** BEGIN DATASET **

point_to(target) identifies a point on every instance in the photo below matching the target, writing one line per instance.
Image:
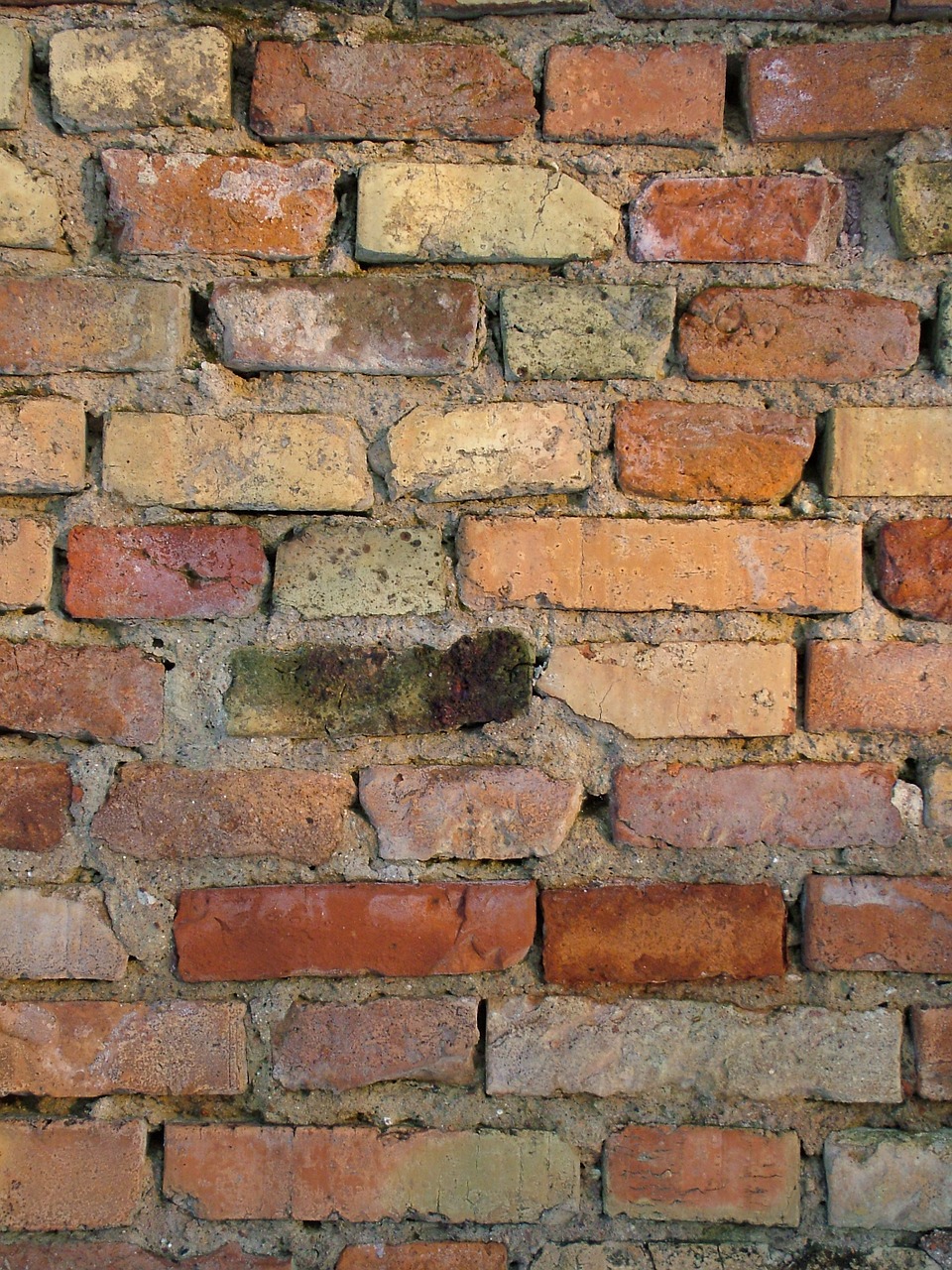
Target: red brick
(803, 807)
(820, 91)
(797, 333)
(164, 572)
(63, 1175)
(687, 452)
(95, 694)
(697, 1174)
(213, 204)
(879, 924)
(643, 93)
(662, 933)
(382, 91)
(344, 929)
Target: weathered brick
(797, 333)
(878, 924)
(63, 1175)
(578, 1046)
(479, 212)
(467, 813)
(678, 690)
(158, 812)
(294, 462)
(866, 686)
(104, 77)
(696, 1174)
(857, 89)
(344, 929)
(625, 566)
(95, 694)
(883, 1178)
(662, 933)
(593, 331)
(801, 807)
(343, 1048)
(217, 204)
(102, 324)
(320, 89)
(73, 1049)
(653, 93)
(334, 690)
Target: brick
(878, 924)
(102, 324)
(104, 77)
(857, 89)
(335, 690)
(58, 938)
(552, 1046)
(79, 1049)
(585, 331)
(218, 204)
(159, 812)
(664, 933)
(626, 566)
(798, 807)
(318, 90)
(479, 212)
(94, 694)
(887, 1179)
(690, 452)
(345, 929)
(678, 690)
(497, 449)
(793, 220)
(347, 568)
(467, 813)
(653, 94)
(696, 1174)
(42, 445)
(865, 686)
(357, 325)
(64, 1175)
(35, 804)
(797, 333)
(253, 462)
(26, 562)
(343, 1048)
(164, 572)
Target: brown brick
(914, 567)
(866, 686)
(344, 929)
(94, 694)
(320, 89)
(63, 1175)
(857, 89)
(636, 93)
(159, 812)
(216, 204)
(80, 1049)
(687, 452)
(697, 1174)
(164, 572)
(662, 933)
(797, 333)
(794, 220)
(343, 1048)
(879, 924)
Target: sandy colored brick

** END DATASET **

WHAT IS EXPECTED
Rewrite the records above, replacing every "brick" with "tile" and leaving everything else unchanged, and omit the pictures from your answer.

THE ANSWER
point_to(target) identifies a point on every instance in the photo below matching the target, writing one line per instance.
Image:
Target: red tile
(803, 807)
(820, 91)
(797, 333)
(164, 572)
(63, 1175)
(687, 452)
(95, 694)
(697, 1174)
(213, 204)
(879, 924)
(643, 93)
(662, 933)
(382, 91)
(344, 929)
Target: weathered tile
(797, 333)
(878, 924)
(63, 1175)
(578, 1046)
(479, 212)
(467, 813)
(678, 690)
(158, 812)
(294, 462)
(866, 686)
(104, 77)
(696, 1174)
(857, 89)
(344, 929)
(625, 566)
(95, 694)
(883, 1178)
(662, 933)
(593, 331)
(801, 807)
(343, 1048)
(217, 204)
(102, 324)
(320, 89)
(73, 1049)
(653, 93)
(334, 690)
Target: tile
(878, 924)
(102, 324)
(104, 77)
(857, 89)
(335, 690)
(58, 938)
(552, 1046)
(79, 1049)
(585, 331)
(218, 204)
(159, 812)
(664, 933)
(626, 566)
(798, 807)
(318, 90)
(479, 212)
(94, 694)
(887, 1179)
(690, 452)
(345, 929)
(678, 690)
(497, 449)
(793, 220)
(347, 568)
(467, 813)
(653, 94)
(696, 1174)
(42, 445)
(865, 686)
(357, 325)
(64, 1175)
(35, 804)
(797, 333)
(253, 462)
(26, 562)
(343, 1048)
(164, 572)
Target: brown tile
(914, 567)
(866, 686)
(344, 929)
(94, 694)
(320, 89)
(63, 1175)
(857, 89)
(636, 93)
(159, 812)
(216, 204)
(80, 1049)
(687, 452)
(697, 1174)
(164, 572)
(662, 933)
(797, 333)
(794, 220)
(343, 1048)
(879, 924)
Target: sandy colored tile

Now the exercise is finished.